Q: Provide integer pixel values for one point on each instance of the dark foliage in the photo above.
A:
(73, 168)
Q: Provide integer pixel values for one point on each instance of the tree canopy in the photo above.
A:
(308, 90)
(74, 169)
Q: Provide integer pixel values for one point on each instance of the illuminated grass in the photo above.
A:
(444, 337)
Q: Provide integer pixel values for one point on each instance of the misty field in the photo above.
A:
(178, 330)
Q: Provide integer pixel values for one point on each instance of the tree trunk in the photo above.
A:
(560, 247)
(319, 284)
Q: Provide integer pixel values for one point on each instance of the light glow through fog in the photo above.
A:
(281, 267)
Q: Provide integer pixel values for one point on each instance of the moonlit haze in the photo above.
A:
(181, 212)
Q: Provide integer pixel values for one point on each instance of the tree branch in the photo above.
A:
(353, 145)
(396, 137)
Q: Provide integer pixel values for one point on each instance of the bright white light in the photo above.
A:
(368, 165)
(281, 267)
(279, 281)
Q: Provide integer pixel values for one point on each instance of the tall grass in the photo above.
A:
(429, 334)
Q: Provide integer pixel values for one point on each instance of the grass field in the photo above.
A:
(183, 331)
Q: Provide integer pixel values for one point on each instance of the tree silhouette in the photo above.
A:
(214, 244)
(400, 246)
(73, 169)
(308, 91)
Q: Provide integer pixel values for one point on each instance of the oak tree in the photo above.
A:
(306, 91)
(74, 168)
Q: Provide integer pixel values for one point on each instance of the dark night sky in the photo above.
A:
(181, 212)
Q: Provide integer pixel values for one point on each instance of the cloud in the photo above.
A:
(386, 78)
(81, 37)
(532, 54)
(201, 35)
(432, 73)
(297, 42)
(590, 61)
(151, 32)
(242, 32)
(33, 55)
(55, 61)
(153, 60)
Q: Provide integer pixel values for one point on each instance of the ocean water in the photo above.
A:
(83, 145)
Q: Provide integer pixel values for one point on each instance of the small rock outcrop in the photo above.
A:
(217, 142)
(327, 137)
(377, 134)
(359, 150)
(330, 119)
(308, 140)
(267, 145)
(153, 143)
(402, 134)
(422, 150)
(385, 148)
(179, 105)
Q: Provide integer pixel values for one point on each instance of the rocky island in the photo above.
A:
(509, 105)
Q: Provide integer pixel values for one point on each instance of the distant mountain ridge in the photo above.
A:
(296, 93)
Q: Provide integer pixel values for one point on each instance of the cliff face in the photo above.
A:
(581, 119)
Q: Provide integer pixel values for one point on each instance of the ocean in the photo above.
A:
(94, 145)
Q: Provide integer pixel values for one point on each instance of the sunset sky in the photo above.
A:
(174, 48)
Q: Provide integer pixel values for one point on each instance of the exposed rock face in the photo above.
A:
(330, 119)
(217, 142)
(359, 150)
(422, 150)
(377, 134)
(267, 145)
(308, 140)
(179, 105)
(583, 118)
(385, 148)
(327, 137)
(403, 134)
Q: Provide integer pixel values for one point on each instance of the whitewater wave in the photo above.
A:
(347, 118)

· · ·

§ Request
Render every line of the entries above as a Markdown table, with a "Row" column giving each line's number and a "Text" column holding the line, and leave out blank lines.

§ Answer in full
| Row | Text |
|---|---|
| 1 | Q: Provide integer pixel values for one point on each instance of the dark foliage in the photo above. |
| 2 | A: |
| 3 | (73, 168) |
| 4 | Q: Provide integer pixel values for one point on each instance of the tree canopy in the photo above. |
| 5 | A: |
| 6 | (308, 90) |
| 7 | (74, 169) |
| 8 | Q: Provide integer pixel values for one point on each instance of the illuminated grass in the photo above. |
| 9 | A: |
| 10 | (444, 337) |
| 11 | Q: Provide integer pixel values for one point on each instance of the misty field in the photo above. |
| 12 | A: |
| 13 | (178, 330) |
| 14 | Q: Provide integer pixel values for one point on each instance of the tree trunk in the photo above. |
| 15 | A: |
| 16 | (560, 247) |
| 17 | (319, 284) |
| 18 | Q: Provide integer pixel values for one point on each instance of the light glow through fog in the photo above. |
| 19 | A: |
| 20 | (281, 267) |
| 21 | Q: Provide integer pixel values for one point on each instance of the moonlit haze in the photo above. |
| 22 | A: |
| 23 | (181, 212) |
| 24 | Q: Provide integer pixel values for one point on each instance of the tree branch in the photo above. |
| 25 | A: |
| 26 | (353, 145) |
| 27 | (396, 137) |
| 28 | Q: Provide integer pixel values for one point on each instance of the bright white light in the photo above. |
| 29 | A: |
| 30 | (368, 165) |
| 31 | (281, 267) |
| 32 | (279, 281) |
| 33 | Q: Provide integer pixel values for one point on each instance of the tall grass in the photo above. |
| 34 | A: |
| 35 | (429, 334) |
| 36 | Q: Provide integer pixel values for one point on each instance of the grass field in the photo above. |
| 37 | A: |
| 38 | (183, 331) |
| 39 | Q: Provide integer pixel values for one point on each instance of the tree silhouette in the photo above. |
| 40 | A: |
| 41 | (214, 244) |
| 42 | (400, 246) |
| 43 | (73, 169) |
| 44 | (308, 91) |
| 45 | Q: Provide integer pixel values for one point on each instance of the oak tree in the photo above. |
| 46 | A: |
| 47 | (306, 91) |
| 48 | (74, 168) |
| 49 | Q: Provide integer pixel values for one point on each instance of the dark night sky in the photo above. |
| 50 | A: |
| 51 | (181, 212) |
| 52 | Q: Provide integer pixel values for one point on each instance of the cloud in the photo above. |
| 53 | A: |
| 54 | (386, 78) |
| 55 | (81, 37) |
| 56 | (532, 54) |
| 57 | (201, 35) |
| 58 | (432, 73) |
| 59 | (297, 42) |
| 60 | (590, 61) |
| 61 | (151, 32) |
| 62 | (242, 32) |
| 63 | (33, 55) |
| 64 | (55, 61) |
| 65 | (153, 60) |
| 66 | Q: Provide integer pixel values for one point on each instance of the ocean water in the photo above. |
| 67 | A: |
| 68 | (83, 145) |
| 69 | Q: Provide integer pixel values for one point on each instance of the small rock outcrop in the photo above. |
| 70 | A: |
| 71 | (217, 142) |
| 72 | (327, 137) |
| 73 | (377, 134) |
| 74 | (359, 150) |
| 75 | (330, 119) |
| 76 | (308, 140) |
| 77 | (267, 145) |
| 78 | (153, 143) |
| 79 | (402, 134) |
| 80 | (422, 150) |
| 81 | (385, 148) |
| 82 | (179, 105) |
| 83 | Q: Provide integer pixel values for one point on each instance of the rocky island in the photo above. |
| 84 | A: |
| 85 | (509, 105) |
| 86 | Q: Provide integer pixel values for one point on each instance of the distant mountain ridge in the photo above. |
| 87 | A: |
| 88 | (296, 93) |
| 89 | Q: Provide integer pixel values for one point on each instance of the cliff face in the photo above. |
| 90 | A: |
| 91 | (581, 119) |
| 92 | Q: Provide integer pixel values for one point on each instance of the ocean in the photo above. |
| 93 | A: |
| 94 | (94, 145) |
| 95 | Q: Provide integer pixel values for one point on each instance of the sunset sky in the photo above. |
| 96 | A: |
| 97 | (174, 48) |
| 98 | Q: Provide integer pixel values for one point on each instance of the exposed rock face in the photo above. |
| 99 | A: |
| 100 | (330, 119) |
| 101 | (217, 142) |
| 102 | (359, 150) |
| 103 | (422, 150) |
| 104 | (377, 134) |
| 105 | (267, 145) |
| 106 | (308, 140) |
| 107 | (179, 105) |
| 108 | (583, 118) |
| 109 | (385, 148) |
| 110 | (327, 137) |
| 111 | (403, 134) |
| 112 | Q: Provide integer pixel values for one point on each instance of the whitewater wave in the photo above. |
| 113 | A: |
| 114 | (347, 118) |